::: Texto de origen

Por tradición Colombia es considerado un país de poetas, pero también se está convirtiendo en un país de traductores.

10 de noviembre de 1997

La fama de que Colombia es un país de poetas creció con el siglo de la misma forma en que se expandió la idea de que Bogotá era la Atenas suramericana. Pero aunque vistas desde el borde de 2000 las dos sentencias resulten tal vez desproporcionadas, nadie duda que tienen mucho de cierto, por lo menos en cuanto a los poetas se refiere. Lo que pocos se habrían atrevido a imaginar es que Colombia se esté convirtiendo también en un país de traductores.

::::::
::: Registros guardados

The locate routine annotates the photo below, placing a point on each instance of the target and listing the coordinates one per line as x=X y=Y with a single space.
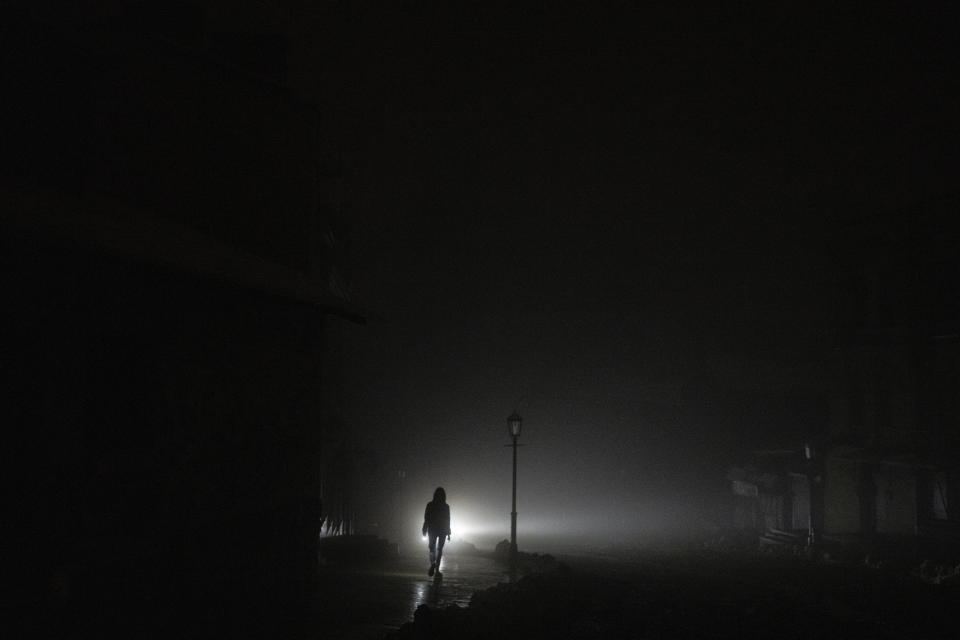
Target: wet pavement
x=369 y=602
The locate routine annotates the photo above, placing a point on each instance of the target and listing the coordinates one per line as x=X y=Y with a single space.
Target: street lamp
x=514 y=424
x=809 y=453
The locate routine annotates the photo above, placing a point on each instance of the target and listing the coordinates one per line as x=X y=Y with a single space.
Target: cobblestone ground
x=370 y=602
x=674 y=595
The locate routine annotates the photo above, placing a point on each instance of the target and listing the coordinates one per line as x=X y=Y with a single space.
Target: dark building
x=893 y=458
x=174 y=276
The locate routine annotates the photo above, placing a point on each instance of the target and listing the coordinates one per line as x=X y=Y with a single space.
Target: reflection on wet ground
x=369 y=602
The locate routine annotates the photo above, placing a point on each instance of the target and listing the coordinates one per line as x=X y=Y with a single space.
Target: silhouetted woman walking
x=436 y=525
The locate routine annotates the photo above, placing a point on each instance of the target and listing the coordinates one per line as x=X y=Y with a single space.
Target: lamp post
x=809 y=453
x=514 y=424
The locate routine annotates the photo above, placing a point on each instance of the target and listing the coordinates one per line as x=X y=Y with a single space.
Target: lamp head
x=514 y=424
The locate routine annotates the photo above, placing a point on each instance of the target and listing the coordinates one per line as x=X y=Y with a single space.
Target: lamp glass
x=515 y=423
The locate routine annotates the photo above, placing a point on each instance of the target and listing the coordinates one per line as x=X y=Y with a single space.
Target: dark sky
x=621 y=220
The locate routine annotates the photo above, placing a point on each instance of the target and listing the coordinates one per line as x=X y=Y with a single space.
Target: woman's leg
x=440 y=544
x=432 y=545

::::::

**Tareas:**
A: Según el texto sobre los poetas y traductores de Colombia, ¿son ciertas las siguientes afirmaciones? Responde sí o no a cada una y cita las palabras del texto que lo deciden.
(i) El texto está fechado el 10 de noviembre de 1997.
(ii) Nadie cree que las dos sentencias tengan algo de cierto.
(iii) Muchos imaginaban que Colombia se convertiría en un país de traductores.
B: Edita el texto sobre los poetas y traductores de Colombia: copia el fragmento que va de "La fama de que" a "también en un país de traductores.", ambos incluidos, y cambia "Atenas suramericana" por "Roma suramericana".
C: Contesta estas preguntas sobre el texto de los poetas y traductores de Colombia:
(i) ¿Qué fecha lleva el texto?
(ii) ¿Como qué ciudad se decía que era Bogotá?
(iii) Además de país de poetas, ¿en país de qué se está convirtiendo Colombia?

**Respuestas del ejercicio:**
A:
(i) Sí: "10 de noviembre de 1997".
(ii) No: "nadie duda que tienen mucho de cierto".
(iii) No: "Lo que pocos se habrían atrevido a imaginar es que Colombia se esté convirtiendo también en un país de traductores".

B:
La fama de que Colombia es un país de poetas creció con el siglo de la misma forma en que se expandió la idea de que Bogotá era la Roma suramericana. Pero aunque vistas desde el borde de 2000 las dos sentencias resulten tal vez desproporcionadas, nadie duda que tienen mucho de cierto, por lo menos en cuanto a los poetas se refiere. Lo que pocos se habrían atrevido a imaginar es que Colombia se esté convirtiendo también en un país de traductores.

C:
(i) El 10 de noviembre de 1997.
(ii) Como la Atenas suramericana.
(iii) En un país de traductores.